═══ STUDY TEXT ═══

Universal Screening Bests Family Hx to ID of Familial Hypercholesterolemia in Children
Family history alone is inadequate for identifying children with familial hypercholesterolemia (FH), according to a study published Sept. 15 in the Journal of the American College of Cardiology. A universal cholesterol screening program may be effective for earlier identification of these children with FH, who are at 100-fold elevated risk for cardiovascular complications in early […]
Family history alone is inadequate for identifying children with familial hypercholesterolemia (FH), according to a study published Sept. 15 in the Journal of the American College of Cardiology. A universal cholesterol screening program may be effective for earlier identification of these children with FH, who are at 100-fold elevated risk for cardiovascular complications in early adulthood without timely intervention.
Current recommendations call for screening children in the United States between nine and 11 years of age, although the exact form of screening (universal or based on family history) is not unanimously agreed upon. Prospective, epidemiological studies are lacking in children, so Slovenia's experience with universal screening (US) for hypercholesterolemia in 5-year-old children is "useful," experts say.

═══

--- CHECK YOUR UNDERSTANDING ---
1) Answer these questions from the article on screening children for familial hypercholesterolemia:
(a) In which journal was the study published?
(b) How much higher is the risk of cardiovascular complications in early adulthood for children with FH who go without timely intervention?
(c) At what age does Slovenia's universal screening program check children?
2) Continue the article on screening children for familial hypercholesterolemia from the point where it stops.

═══ MATERIAL PROVIDED ═══

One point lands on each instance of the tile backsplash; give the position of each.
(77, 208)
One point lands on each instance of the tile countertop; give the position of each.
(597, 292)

═══

--- PER-TASK ANSWERS ---
1)
(a) The Journal of the American College of Cardiology
(b) 100-fold higher
(c) At 5 years of age

2)
In the current study, 272 Slovenian children (mean referral age 7.3 years) were identified through US to have elevated total cholesterol (TC; higher than 6 mmol/l or higher than 5 mmol/l plus a family history positive for premature cardiovascular complications). These children subsequently were genotyped for variants in four genes associated with FH (LDLR, PCSK9, APOB [exon 26], and APOE).
The researchers found that more than half of the referred children (57 percent) carried disease-causing FH variants (38.6 percent in LDLR, 18.4 percent in APOB, and none in PCSK9). Among the participants without disease-causing variants, 18.7 percent were carriers of the hypercholesterolemia-associated APOE E4 isoform and 24.3 percent had conditions that remained genetically undiagnosed (a figure in line with other studies estimating polygenic or multifactorial hypercholesterolemia). Interestingly, in patients with no family history, variants in LDLR, APOB, or the APOE E4 isoform were seen in 48.6 percent, 60.0 percent, and 76.5 percent of children, respectively.
"A disease-causing genetic variant for FH was identified in 57 percent of participants referred from the US, with an additional one-fifth identified with the most common multifactorial form of hypercholesterolemia, amounting to [more than] 75.0 percent of referred participants carrying a disease-causing or disease-associated genetic variant," write the authors led by Gasper Klancar, from University Children's Hospital in Slovenia. "Comparable diagnostic yield in the adult population with clinical presentation of hypercholesterolemia and our pediatric population without any clinical signs indicates that universal screening may be an efficacious strategy for early detection of FH and prevention of cardiovascular complications."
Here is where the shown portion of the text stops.